[Data items]
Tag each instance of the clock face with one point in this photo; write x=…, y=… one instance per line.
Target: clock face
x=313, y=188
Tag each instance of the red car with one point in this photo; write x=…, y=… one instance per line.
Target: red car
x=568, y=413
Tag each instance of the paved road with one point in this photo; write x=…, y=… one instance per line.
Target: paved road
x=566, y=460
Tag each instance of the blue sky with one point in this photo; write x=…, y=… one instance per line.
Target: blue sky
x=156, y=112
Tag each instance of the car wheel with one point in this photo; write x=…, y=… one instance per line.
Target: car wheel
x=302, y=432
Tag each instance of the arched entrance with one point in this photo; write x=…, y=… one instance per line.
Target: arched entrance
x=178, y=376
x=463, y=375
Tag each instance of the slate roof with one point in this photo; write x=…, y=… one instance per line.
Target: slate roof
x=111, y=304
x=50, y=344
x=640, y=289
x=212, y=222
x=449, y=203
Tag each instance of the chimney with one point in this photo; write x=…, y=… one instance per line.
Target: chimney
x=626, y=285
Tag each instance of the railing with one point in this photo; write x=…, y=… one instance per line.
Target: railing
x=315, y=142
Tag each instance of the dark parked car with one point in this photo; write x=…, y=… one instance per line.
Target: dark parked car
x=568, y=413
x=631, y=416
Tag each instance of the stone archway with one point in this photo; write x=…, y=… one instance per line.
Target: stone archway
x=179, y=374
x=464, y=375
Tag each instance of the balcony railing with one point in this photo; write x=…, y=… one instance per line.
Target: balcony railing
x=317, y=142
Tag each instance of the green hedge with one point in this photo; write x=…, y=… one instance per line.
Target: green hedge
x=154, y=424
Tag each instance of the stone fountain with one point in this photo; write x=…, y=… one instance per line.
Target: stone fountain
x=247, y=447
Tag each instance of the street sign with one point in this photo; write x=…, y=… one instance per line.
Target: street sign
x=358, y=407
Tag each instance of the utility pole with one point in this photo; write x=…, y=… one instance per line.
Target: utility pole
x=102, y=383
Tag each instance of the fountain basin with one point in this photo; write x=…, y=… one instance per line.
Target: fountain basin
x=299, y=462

### [What you need to do]
Can you render all of the data items above as a numbered list, leaving out any blank lines?

### [Task result]
1. Tag each instance of the clock face with one point in this photo; write x=…, y=… one instance per line.
2. Target: clock face
3. x=313, y=188
4. Tag each instance of the red car with one point in this photo; write x=…, y=… one instance per line.
5. Target: red car
6. x=568, y=413
7. Tag each instance of the paved road with one point in this photo; write x=…, y=… one instance per line.
8. Target: paved road
9. x=566, y=460
10. Tag each instance of the blue sky with one point in this photo; write x=…, y=… one instance per line.
11. Target: blue sky
12. x=156, y=112
13. Tag each instance of the car wheel with one point in this photo; write x=…, y=… one instance per line.
14. Target: car wheel
15. x=302, y=432
16. Tag each instance of the arched entrance with one point in this photo; write x=…, y=… one instance per line.
17. Target: arched entrance
18. x=178, y=376
19. x=463, y=375
20. Tag each instance of the slate roof with one point in this photo; write x=…, y=… one instance per line.
21. Target: slate roof
22. x=111, y=304
23. x=50, y=344
24. x=640, y=289
25. x=212, y=222
26. x=449, y=203
27. Tag each instance of the chimney with one point in this photo; write x=…, y=… one instance per line.
28. Target: chimney
29. x=626, y=285
30. Tag each instance of the railing with one point in this photo; write x=…, y=… one instance per line.
31. Target: railing
32. x=315, y=142
33. Tag each instance of the dark parked car with one point in this photo; write x=…, y=… one instance per line.
34. Target: dark parked car
35. x=568, y=413
36. x=631, y=416
37. Tag each instance of the stone archway with one point in this photo; write x=…, y=… one instance per line.
38. Target: stone archway
39. x=179, y=374
40. x=464, y=375
41. Tag each instance of the balcony railing with one point in this photo; write x=…, y=… one instance per line.
42. Target: balcony railing
43. x=317, y=142
44. Tag each instance of the green hedge with one point in this photo; write x=…, y=… one instance per line.
45. Target: green hedge
46. x=154, y=424
47. Tag each instance of the stone fountain with one point in this photo; write x=…, y=… one instance per line.
48. Target: stone fountain
49. x=247, y=447
50. Tag each instance of the street sign with one point in this photo; write x=…, y=… one instance per line.
51. Target: street sign
52. x=358, y=407
53. Tag each instance of the utility pole with one point in this photo; write x=…, y=… one instance per line.
54. Target: utility pole
55. x=102, y=383
56. Tag each instance of the fountain basin with one point in this photo; write x=…, y=… one instance per line.
57. Target: fountain basin
58. x=299, y=462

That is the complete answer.